## begin Information given
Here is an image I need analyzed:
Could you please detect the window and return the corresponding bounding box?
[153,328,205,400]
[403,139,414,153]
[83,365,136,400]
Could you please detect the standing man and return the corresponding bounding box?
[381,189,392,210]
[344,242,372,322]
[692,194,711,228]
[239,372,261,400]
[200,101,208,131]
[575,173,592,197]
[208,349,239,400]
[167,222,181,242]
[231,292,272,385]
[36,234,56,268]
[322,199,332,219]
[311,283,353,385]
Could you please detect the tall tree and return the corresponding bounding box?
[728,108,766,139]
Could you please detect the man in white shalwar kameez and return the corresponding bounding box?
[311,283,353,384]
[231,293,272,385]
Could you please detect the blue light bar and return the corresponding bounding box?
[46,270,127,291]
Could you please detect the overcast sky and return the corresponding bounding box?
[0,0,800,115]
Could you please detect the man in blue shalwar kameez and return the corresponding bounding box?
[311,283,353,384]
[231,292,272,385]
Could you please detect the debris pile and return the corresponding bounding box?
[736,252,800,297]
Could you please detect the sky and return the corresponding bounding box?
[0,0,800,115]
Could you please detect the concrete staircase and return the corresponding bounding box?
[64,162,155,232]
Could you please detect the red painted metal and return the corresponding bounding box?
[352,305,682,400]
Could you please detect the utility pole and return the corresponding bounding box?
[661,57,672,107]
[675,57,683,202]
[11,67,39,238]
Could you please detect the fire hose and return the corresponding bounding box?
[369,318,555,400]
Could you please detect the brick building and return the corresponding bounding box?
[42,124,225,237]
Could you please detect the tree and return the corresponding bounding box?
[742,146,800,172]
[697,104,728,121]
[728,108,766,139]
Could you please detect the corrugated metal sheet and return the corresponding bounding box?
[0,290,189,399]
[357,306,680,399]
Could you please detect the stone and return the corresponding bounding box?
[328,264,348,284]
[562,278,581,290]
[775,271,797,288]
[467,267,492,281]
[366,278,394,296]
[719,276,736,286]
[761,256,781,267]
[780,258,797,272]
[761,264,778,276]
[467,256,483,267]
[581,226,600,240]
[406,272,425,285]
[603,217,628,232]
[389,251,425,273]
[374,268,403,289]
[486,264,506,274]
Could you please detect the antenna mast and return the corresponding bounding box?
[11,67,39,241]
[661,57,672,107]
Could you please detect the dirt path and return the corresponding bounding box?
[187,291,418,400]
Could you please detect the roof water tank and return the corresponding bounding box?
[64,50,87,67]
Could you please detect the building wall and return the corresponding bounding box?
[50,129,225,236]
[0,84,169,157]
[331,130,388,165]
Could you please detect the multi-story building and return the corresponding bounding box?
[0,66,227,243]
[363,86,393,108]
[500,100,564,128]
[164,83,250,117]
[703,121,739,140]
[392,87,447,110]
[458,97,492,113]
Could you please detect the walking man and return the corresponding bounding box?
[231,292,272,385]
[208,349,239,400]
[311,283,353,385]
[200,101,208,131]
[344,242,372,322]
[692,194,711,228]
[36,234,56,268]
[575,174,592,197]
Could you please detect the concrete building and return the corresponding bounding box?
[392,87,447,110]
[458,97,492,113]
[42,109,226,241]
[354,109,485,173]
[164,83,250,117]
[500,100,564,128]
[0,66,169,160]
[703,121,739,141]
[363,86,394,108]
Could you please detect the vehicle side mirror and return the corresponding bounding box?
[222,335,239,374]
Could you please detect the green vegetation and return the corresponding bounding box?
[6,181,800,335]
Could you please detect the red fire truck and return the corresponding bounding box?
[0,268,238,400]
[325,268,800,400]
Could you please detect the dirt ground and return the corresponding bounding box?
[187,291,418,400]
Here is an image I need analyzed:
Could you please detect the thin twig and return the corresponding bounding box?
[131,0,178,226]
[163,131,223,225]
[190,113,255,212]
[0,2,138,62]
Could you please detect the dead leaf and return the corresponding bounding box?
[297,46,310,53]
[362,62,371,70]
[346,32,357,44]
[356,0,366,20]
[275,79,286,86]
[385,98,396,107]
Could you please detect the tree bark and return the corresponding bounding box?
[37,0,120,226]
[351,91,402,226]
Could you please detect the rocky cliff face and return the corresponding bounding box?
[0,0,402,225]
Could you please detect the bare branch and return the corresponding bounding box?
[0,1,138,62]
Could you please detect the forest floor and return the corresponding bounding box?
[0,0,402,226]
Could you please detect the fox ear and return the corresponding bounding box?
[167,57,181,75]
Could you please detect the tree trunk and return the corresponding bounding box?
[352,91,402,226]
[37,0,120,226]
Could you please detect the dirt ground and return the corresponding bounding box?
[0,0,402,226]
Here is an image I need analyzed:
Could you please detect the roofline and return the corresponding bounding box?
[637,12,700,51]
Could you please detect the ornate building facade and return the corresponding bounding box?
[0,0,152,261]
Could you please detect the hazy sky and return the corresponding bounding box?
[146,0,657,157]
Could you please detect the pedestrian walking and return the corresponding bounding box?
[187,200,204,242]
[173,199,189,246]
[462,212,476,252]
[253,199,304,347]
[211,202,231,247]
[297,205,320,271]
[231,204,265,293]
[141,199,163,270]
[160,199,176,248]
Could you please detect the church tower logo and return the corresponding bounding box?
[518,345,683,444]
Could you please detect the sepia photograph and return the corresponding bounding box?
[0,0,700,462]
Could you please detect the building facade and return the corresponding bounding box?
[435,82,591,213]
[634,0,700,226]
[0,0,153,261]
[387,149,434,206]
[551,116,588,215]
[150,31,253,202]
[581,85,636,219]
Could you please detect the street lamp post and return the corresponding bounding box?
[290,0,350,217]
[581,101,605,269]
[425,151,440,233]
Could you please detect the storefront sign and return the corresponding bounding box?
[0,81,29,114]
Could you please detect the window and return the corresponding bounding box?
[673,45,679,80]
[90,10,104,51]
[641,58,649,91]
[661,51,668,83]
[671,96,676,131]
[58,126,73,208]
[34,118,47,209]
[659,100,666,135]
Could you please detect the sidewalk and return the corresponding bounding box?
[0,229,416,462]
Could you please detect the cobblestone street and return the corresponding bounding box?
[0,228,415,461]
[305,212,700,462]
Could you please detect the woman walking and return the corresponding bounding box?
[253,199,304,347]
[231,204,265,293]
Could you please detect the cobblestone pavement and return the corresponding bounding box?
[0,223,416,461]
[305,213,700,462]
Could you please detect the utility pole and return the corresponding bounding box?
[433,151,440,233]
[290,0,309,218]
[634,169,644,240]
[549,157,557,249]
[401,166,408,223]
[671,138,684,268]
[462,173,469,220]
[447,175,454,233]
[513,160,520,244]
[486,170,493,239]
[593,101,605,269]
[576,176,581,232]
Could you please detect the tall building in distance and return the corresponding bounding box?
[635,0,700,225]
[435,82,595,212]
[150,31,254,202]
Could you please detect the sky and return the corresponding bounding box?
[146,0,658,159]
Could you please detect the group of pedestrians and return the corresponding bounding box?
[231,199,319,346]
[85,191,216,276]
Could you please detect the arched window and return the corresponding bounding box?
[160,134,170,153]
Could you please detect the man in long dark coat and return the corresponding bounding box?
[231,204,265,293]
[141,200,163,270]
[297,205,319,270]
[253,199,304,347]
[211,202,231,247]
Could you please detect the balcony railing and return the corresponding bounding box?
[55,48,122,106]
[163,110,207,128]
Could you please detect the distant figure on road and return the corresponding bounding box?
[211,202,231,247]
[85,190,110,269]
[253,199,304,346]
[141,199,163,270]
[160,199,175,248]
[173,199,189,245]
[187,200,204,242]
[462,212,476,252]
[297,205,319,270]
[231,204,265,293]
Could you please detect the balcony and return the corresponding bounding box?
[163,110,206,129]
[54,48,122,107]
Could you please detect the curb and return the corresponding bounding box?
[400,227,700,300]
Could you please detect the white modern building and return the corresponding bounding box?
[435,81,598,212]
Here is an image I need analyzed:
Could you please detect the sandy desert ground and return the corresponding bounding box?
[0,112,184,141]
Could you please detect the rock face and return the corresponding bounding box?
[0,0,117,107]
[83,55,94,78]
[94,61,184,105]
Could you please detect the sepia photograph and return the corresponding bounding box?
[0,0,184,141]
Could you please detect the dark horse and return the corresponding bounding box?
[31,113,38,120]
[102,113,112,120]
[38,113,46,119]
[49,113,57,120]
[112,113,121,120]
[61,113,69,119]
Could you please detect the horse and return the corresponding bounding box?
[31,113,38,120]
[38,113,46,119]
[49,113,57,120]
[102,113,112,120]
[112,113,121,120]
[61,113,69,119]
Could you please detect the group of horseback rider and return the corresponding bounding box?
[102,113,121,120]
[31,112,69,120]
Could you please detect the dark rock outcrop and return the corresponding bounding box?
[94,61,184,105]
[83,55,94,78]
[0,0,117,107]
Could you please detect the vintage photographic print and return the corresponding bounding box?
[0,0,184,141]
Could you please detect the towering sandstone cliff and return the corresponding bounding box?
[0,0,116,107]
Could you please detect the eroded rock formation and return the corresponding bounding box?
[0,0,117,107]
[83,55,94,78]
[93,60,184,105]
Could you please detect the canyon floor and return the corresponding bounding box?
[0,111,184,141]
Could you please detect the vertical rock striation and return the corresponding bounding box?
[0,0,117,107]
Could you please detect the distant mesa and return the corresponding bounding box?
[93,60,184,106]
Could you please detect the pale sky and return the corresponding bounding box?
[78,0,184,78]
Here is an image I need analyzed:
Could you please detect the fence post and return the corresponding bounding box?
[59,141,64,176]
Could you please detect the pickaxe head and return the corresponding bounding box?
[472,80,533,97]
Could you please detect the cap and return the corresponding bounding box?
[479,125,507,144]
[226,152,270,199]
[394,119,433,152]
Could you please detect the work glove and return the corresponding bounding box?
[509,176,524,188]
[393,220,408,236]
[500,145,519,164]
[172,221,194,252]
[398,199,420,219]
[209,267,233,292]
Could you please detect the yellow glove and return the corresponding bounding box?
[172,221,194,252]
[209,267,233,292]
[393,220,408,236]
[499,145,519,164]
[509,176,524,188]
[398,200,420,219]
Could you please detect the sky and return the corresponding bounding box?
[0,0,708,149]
## end Information given
* _What you will do_
Arrange the material from the beginning through the line containing "[46,270,127,291]" as a two-column CSV with columns "query" and "boxes". Give one row for each detection line, with its text under "query" and the boxes that follow it under "boxes". Put each value in a quoted field and turn any line breaks into spaces.

* _Task output_
query,boxes
"Here is an image I need analyzed: Could you please detect the window and return the corresponding bounding box?","[153,328,205,400] [403,139,414,153] [83,365,136,400]"
"Could you please detect the standing man and return the corresponding bounding box?","[381,189,392,210] [344,242,372,322] [692,194,711,228] [239,372,261,400] [200,101,208,131] [575,173,592,197] [208,349,239,400] [167,222,181,242] [231,292,272,385] [36,234,56,268] [322,199,332,219] [311,283,353,385]"
"Could you please detect the tall tree and return the corresponding bounding box?","[728,108,766,139]"
"Could you please detect the man in white shalwar kameez and return the corresponding bounding box?","[311,283,353,384] [231,293,272,385]"
"Could you please detect the blue light bar and return the corresponding bounding box?","[46,270,127,291]"